#### WHAT IS REQUIRED:
The data needs to be returned in full, exactly as it reads.

[Opening INFORMATION PROVIDED section]

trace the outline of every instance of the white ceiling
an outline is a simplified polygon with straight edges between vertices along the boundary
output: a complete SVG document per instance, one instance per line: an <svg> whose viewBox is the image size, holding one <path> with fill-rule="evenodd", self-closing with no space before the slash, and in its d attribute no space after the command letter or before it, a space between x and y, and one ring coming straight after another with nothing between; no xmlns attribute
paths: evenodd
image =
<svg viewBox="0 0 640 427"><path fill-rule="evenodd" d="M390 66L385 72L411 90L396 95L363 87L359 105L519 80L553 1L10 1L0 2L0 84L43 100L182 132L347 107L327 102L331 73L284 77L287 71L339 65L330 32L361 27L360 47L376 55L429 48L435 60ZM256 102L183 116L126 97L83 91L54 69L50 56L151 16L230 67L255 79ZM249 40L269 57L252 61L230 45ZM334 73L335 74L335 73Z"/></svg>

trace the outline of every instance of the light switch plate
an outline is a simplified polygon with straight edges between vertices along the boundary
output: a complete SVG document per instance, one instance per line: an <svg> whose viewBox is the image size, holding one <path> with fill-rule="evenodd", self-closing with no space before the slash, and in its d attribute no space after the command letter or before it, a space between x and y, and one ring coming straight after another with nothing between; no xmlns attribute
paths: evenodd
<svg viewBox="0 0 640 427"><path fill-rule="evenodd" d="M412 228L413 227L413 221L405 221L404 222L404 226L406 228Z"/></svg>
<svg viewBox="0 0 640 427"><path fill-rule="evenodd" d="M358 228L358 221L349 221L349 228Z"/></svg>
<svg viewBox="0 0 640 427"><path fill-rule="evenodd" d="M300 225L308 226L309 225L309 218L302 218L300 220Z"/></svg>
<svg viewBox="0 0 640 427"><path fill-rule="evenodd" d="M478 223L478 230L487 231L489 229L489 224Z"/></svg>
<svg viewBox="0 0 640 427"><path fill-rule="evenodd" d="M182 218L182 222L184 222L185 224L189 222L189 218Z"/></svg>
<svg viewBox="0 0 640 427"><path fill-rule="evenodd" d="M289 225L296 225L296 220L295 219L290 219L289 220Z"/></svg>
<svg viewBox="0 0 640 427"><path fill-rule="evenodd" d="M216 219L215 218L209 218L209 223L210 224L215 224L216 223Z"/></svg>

[Closing INFORMATION PROVIDED section]

#### RESULT OF THIS EXERCISE:
trace the outline of every instance of the white ceiling
an outline is a simplified polygon with straight edges between vertices along the boundary
output: a complete SVG document per instance, one instance per line: an <svg> whose viewBox is the image size, holding one <path> with fill-rule="evenodd", self-closing with no space before the slash, and in its d attribute no space after the command letter or before it, a space between x and y, and one ring coming straight after another with nothing between; no xmlns attribute
paths: evenodd
image =
<svg viewBox="0 0 640 427"><path fill-rule="evenodd" d="M390 66L385 72L411 90L396 95L363 87L359 105L519 80L553 1L10 1L0 2L0 84L43 100L182 132L347 107L327 102L331 73L284 77L287 71L339 65L330 32L361 27L360 47L376 55L429 48L435 60ZM256 102L183 116L126 97L83 91L54 69L50 56L151 16L230 67L255 79ZM249 40L269 57L252 61L230 45ZM334 73L335 74L335 73Z"/></svg>

trace the outline of every instance of the light switch plate
an outline is a simplified polygon with straight edges between vertices along the boundary
output: a complete SVG document per instance, one instance per line: an <svg> whose viewBox is the image size, holding one <path> with fill-rule="evenodd", self-closing with no space before the slash, and in its d attribute no space after the command letter or before it, a space between x and y, and one ring coming straight after another with nothing between; no xmlns attribute
paths: evenodd
<svg viewBox="0 0 640 427"><path fill-rule="evenodd" d="M412 228L413 227L413 221L405 221L404 222L404 226L406 228Z"/></svg>
<svg viewBox="0 0 640 427"><path fill-rule="evenodd" d="M358 228L358 221L349 221L349 228Z"/></svg>
<svg viewBox="0 0 640 427"><path fill-rule="evenodd" d="M300 225L308 226L309 225L309 218L302 218L300 220Z"/></svg>
<svg viewBox="0 0 640 427"><path fill-rule="evenodd" d="M478 223L478 230L487 231L489 229L489 224Z"/></svg>
<svg viewBox="0 0 640 427"><path fill-rule="evenodd" d="M182 218L182 222L184 222L185 224L189 222L189 218Z"/></svg>
<svg viewBox="0 0 640 427"><path fill-rule="evenodd" d="M289 225L296 225L296 220L295 219L290 219L289 220Z"/></svg>
<svg viewBox="0 0 640 427"><path fill-rule="evenodd" d="M216 219L215 218L209 218L209 223L210 224L215 224L216 223Z"/></svg>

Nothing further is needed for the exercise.